— Task details —
Locate every line below that contains the word "shaggy" and copy it.
Top of Supplied material
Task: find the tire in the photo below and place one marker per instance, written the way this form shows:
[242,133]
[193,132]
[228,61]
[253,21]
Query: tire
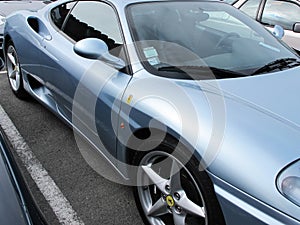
[187,197]
[14,72]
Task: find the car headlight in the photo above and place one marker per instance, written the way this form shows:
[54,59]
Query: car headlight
[2,20]
[288,182]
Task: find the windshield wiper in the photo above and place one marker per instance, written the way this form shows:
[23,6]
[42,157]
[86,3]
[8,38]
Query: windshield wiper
[279,64]
[202,72]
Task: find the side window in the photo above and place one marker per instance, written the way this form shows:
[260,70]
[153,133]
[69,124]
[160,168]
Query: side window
[94,19]
[59,13]
[283,13]
[250,7]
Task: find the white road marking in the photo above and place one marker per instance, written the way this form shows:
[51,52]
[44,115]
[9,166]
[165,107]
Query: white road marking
[57,201]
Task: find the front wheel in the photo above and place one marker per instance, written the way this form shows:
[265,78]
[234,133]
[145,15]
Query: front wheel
[169,192]
[14,72]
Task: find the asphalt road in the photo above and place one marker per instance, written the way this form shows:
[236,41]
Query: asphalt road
[95,199]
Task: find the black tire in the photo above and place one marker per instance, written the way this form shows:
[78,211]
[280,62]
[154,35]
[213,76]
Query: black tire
[14,73]
[190,186]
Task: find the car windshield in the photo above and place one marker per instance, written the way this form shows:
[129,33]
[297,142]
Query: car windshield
[175,38]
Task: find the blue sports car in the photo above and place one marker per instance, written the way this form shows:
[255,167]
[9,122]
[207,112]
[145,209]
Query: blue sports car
[193,103]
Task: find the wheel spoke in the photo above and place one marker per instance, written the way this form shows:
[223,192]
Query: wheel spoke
[159,208]
[156,179]
[17,81]
[190,206]
[175,182]
[179,219]
[13,75]
[12,59]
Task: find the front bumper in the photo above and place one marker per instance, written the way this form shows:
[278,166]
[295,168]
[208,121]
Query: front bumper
[240,208]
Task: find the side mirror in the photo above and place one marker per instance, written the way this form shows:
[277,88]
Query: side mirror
[278,31]
[94,48]
[1,64]
[296,27]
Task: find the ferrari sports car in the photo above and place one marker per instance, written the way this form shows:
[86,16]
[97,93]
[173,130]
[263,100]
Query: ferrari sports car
[193,103]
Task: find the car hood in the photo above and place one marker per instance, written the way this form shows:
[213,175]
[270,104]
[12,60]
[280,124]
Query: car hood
[8,7]
[260,134]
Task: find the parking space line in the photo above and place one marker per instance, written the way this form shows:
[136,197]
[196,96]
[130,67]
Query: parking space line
[57,201]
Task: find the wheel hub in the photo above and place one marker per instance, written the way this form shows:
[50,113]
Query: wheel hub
[170,201]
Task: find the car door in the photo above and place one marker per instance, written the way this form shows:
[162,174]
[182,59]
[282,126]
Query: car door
[87,92]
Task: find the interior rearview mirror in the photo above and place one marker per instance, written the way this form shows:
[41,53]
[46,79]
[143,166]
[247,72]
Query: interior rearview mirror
[94,48]
[296,27]
[278,31]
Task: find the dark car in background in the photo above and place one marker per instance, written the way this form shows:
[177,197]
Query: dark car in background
[285,13]
[8,7]
[16,204]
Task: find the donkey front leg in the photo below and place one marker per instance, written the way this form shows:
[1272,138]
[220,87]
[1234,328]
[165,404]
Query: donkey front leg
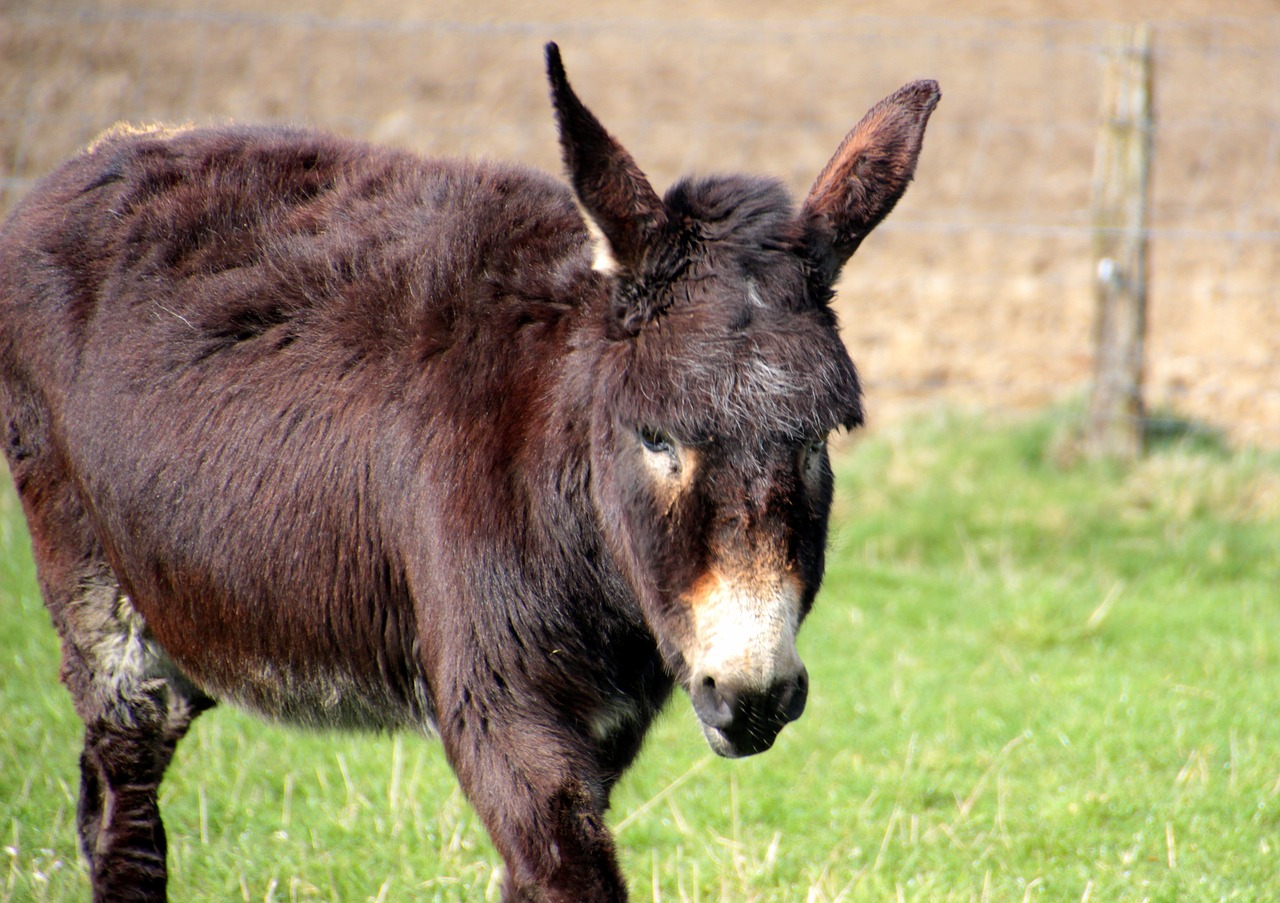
[133,719]
[543,801]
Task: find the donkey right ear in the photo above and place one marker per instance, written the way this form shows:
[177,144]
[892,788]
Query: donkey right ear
[868,174]
[621,208]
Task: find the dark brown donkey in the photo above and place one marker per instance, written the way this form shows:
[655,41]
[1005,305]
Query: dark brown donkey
[359,439]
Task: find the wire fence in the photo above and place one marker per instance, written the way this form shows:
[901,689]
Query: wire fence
[977,290]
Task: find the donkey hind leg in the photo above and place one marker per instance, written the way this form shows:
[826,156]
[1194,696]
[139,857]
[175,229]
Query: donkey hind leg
[136,707]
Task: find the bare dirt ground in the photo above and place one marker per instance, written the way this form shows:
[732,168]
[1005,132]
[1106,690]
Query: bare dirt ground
[976,292]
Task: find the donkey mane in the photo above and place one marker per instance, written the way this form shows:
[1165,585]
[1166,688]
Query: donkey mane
[356,438]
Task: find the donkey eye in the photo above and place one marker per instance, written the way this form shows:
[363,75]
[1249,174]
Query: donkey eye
[813,447]
[656,441]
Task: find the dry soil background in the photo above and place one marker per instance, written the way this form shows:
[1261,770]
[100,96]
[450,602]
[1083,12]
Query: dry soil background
[977,291]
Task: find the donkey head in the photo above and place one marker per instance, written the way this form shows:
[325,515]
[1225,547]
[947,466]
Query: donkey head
[720,374]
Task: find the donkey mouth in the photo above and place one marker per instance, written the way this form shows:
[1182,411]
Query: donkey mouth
[740,743]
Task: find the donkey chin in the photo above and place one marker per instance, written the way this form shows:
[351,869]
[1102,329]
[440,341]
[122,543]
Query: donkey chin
[746,676]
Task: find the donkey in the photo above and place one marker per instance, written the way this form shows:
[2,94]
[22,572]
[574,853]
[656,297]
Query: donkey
[359,439]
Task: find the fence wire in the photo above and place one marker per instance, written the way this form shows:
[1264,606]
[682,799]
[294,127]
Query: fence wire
[976,291]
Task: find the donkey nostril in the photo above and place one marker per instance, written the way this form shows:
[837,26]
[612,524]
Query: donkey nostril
[714,707]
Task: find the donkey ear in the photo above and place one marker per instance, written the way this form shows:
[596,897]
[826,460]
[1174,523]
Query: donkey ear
[622,210]
[868,174]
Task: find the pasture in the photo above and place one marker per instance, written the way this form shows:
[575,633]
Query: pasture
[1032,678]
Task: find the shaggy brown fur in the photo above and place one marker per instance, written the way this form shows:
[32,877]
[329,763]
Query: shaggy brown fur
Bottom of Supplied material
— Worked solution —
Task: find the shaggy brown fur in the photo above and place one marker per instance, written the way this form shows:
Query: shaggy brown fur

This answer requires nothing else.